## START
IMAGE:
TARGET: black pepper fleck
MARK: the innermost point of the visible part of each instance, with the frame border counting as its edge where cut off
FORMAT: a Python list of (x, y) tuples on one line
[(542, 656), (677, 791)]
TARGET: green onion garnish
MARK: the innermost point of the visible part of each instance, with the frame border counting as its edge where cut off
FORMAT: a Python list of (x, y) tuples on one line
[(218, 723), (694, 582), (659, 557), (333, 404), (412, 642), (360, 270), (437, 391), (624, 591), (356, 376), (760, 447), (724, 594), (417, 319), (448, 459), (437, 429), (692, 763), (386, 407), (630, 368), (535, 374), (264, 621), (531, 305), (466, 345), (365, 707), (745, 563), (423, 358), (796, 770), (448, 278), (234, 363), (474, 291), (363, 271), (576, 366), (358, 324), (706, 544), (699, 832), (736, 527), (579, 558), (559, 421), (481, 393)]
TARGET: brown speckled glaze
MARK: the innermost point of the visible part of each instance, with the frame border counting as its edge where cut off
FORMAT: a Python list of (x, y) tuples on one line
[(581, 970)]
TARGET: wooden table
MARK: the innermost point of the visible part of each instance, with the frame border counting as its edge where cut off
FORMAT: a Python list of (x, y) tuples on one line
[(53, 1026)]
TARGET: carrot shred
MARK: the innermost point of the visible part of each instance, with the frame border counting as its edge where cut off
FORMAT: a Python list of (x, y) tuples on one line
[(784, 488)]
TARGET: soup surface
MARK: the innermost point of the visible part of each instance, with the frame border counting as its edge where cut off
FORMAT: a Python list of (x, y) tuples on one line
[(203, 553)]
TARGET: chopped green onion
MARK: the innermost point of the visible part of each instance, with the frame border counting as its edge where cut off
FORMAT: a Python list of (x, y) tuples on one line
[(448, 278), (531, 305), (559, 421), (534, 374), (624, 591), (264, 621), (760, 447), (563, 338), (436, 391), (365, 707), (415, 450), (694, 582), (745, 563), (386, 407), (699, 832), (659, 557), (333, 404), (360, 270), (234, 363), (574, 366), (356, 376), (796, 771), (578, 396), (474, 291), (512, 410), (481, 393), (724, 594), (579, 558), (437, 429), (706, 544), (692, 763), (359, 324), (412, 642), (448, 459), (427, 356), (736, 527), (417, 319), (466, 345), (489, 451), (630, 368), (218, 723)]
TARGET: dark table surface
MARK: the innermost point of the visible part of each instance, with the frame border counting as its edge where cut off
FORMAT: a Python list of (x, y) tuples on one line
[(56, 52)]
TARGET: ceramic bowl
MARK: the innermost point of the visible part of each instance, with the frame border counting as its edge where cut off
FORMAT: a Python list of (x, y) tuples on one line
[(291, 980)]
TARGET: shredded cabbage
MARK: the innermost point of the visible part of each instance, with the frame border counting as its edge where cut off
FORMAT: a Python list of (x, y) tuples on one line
## END
#### WHAT IS EXPECTED
Substitute "center point" for every occurrence of "innermost point" in the lines above, and keep everything else the same.

#### WRITTEN SOLUTION
IMAGE:
TARGET: black pepper fleck
MARK: the center point of the visible part of each instance, with the frame border counting as its edge where cut off
FORMAT: a Python list of (x, y) tuples on one line
[(542, 656), (677, 791)]
TARGET: green onion garnish
MARK: the center point of the visible part of each instance, with the frame border counting as its edge where cut off
FORMAT: a Python list of (x, y) tuples on one line
[(218, 723), (694, 582), (659, 557), (333, 404), (412, 642), (360, 270), (437, 391), (624, 591), (356, 376), (760, 447), (724, 594), (417, 319), (448, 459), (437, 429), (692, 763), (386, 407), (630, 368), (535, 374), (264, 621), (531, 305), (466, 345), (365, 707), (745, 563), (423, 358), (796, 770), (448, 278), (234, 363), (474, 291), (363, 271), (576, 366), (358, 324), (706, 544), (699, 832), (736, 527), (579, 558), (559, 421), (481, 393)]
TARGET: brown speckled glaze
MARK: the center point of the visible part of each instance, with the frame border counting as its edge where cut off
FORMAT: a Python list of (x, y) tuples on one line
[(581, 970)]
TARGET: wooden table
MARK: the center point of the visible part of each instance, with the frame border counting as its edge where cut off
FORMAT: a Python list of (x, y) tuples on one line
[(53, 1026)]
TARGET: carrot shred
MARK: the center point of the visible part of each instance, with the frame border counting as its edge where cut off
FORMAT: a Python list of (x, y) tuples on one line
[(784, 488)]
TARGET: soup surface
MARK: the center point of the visible part of each instance, with the frame border counting as its edge where cut off
FORMAT: a Python list of (x, y) tuples on one line
[(203, 553)]
TARGET: chopped green onion
MARK: the center point of the visible part of each instance, with the frame border counting as its edge where cut off
FORMAT: a Python list of (x, y) tuples on one line
[(448, 278), (531, 305), (559, 421), (534, 374), (624, 591), (264, 621), (760, 447), (563, 338), (436, 391), (365, 707), (415, 450), (694, 582), (745, 563), (386, 407), (699, 832), (659, 557), (333, 404), (360, 270), (234, 363), (574, 366), (356, 376), (796, 771), (578, 396), (474, 291), (512, 410), (481, 393), (724, 594), (579, 558), (437, 429), (706, 544), (692, 763), (359, 324), (412, 642), (448, 459), (427, 356), (736, 527), (417, 319), (466, 345), (489, 451), (630, 368), (218, 723)]
TARGET: dark table surface
MARK: the center point of the visible part of each instance, with the frame border counting as its edge where cut off
FORMAT: a Python list of (x, y) tuples on one line
[(56, 52)]
TARGET: ceramic bowl
MARK: the center point of the visible part of each instance, with the frame border counting as its edge where cut off
FORMAT: a Python list of (x, y) tuples on one line
[(291, 980)]
TARGET: shredded cabbage
MARK: the center point of the visible part of each instance, with the frame border counting as its edge where cut off
FORMAT: a Python list of (x, y) tuples on one line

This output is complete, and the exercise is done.